Available data:
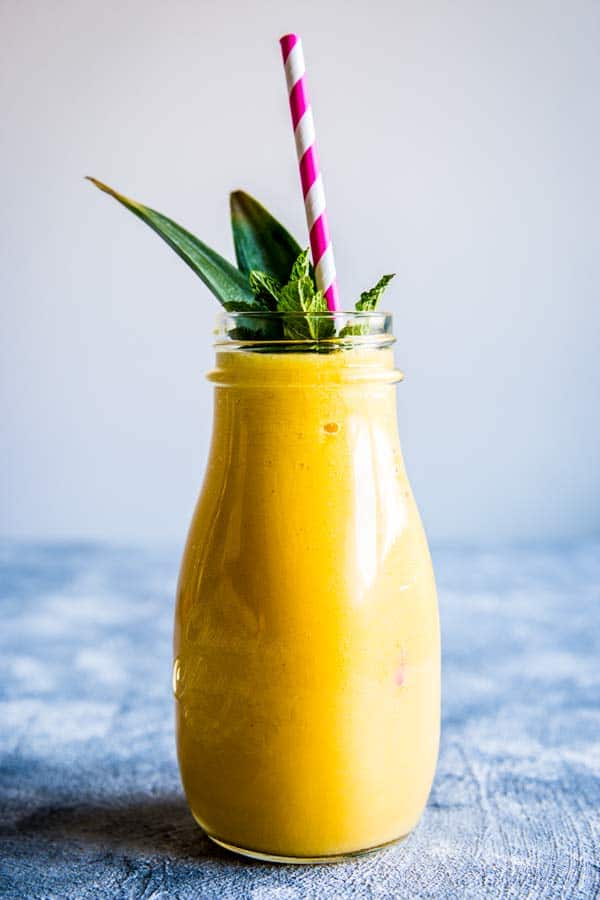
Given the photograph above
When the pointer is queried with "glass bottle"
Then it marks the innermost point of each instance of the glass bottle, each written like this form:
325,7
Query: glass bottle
307,652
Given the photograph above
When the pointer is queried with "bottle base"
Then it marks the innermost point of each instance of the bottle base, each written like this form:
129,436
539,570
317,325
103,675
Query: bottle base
305,860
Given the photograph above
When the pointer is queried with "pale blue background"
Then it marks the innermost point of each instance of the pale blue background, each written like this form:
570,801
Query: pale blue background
460,144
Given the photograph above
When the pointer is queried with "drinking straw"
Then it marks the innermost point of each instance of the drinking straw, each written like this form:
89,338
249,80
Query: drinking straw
310,171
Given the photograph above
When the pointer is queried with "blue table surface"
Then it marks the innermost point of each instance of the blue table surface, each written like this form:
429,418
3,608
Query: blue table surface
90,799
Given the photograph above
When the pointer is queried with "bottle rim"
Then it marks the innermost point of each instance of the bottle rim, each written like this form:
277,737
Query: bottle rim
303,331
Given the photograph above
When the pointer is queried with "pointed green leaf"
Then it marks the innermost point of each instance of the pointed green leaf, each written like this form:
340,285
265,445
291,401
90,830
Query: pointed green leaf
227,284
301,267
265,288
261,242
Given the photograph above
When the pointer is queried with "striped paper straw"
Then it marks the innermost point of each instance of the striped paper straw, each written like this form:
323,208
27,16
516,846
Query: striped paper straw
310,172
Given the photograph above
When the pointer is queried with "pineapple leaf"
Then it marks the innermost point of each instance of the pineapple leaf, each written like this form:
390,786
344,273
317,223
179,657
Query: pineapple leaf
261,242
227,284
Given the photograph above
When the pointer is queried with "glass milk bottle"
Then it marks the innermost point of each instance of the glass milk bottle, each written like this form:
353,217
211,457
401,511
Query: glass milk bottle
307,650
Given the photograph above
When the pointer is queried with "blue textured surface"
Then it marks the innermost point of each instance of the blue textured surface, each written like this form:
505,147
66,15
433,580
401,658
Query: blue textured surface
90,802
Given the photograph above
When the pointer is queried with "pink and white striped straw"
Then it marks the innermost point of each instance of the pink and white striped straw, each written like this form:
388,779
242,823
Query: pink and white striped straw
310,172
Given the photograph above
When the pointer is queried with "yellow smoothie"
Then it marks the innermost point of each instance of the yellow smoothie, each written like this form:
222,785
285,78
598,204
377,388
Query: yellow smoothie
307,654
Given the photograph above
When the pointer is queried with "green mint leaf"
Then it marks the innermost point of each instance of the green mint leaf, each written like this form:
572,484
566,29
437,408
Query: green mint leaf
299,296
265,288
301,267
354,330
369,299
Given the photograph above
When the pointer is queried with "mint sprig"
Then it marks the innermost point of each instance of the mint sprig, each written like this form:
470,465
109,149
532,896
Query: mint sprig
369,299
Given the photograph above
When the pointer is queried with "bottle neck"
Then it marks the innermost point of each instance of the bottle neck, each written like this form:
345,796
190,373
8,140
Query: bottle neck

Required action: Where does the string "neck" occur in the material? Copy every line where it does.

Response box:
When the pointer is queried with "bottle neck"
Then it marks the innermost point of each instance of the bottle neck, each written like this form:
Query: bottle neck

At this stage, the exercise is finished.